Task prompt ->
In the lines below, substitute "black trousers" for "dark trousers" and leave everything else unchanged. Omit the pictures from your answer.

Given records ->

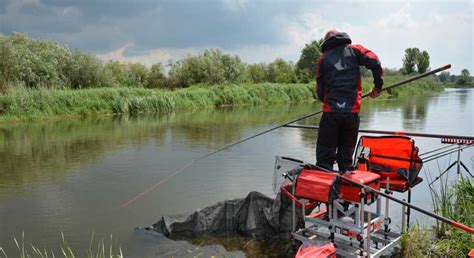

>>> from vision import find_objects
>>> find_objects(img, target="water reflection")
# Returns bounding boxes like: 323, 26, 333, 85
0, 89, 474, 254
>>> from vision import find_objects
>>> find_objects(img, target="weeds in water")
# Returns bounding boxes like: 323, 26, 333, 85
430, 173, 455, 237
400, 225, 434, 257
401, 171, 474, 257
0, 232, 124, 258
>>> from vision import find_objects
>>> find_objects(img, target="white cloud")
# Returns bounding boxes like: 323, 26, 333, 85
99, 1, 474, 73
223, 0, 248, 12
97, 43, 200, 67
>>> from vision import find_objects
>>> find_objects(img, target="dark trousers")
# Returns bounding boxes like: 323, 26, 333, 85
316, 112, 360, 172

The answer ->
>>> from vision import find_objects
>>> find_objects(img, target="water reflection")
# Returns bounding boxes like: 323, 26, 333, 85
0, 89, 474, 254
>>> from vision import find_objects
>>> find_objects(img, target="weeds in water")
# Returns bounding boxes like: 323, 26, 333, 85
430, 173, 455, 237
400, 225, 434, 257
401, 171, 474, 257
0, 232, 124, 258
>>> from vision import find_objects
>>> find_objects(img, target="white cloud")
# Returns bounding boxes like: 323, 26, 333, 85
99, 1, 474, 73
223, 0, 248, 12
97, 43, 200, 67
>>> from vision import find_objects
>>> find_objects(img, target="black trousers")
# Returns bounding boxes like: 323, 26, 333, 85
316, 112, 360, 172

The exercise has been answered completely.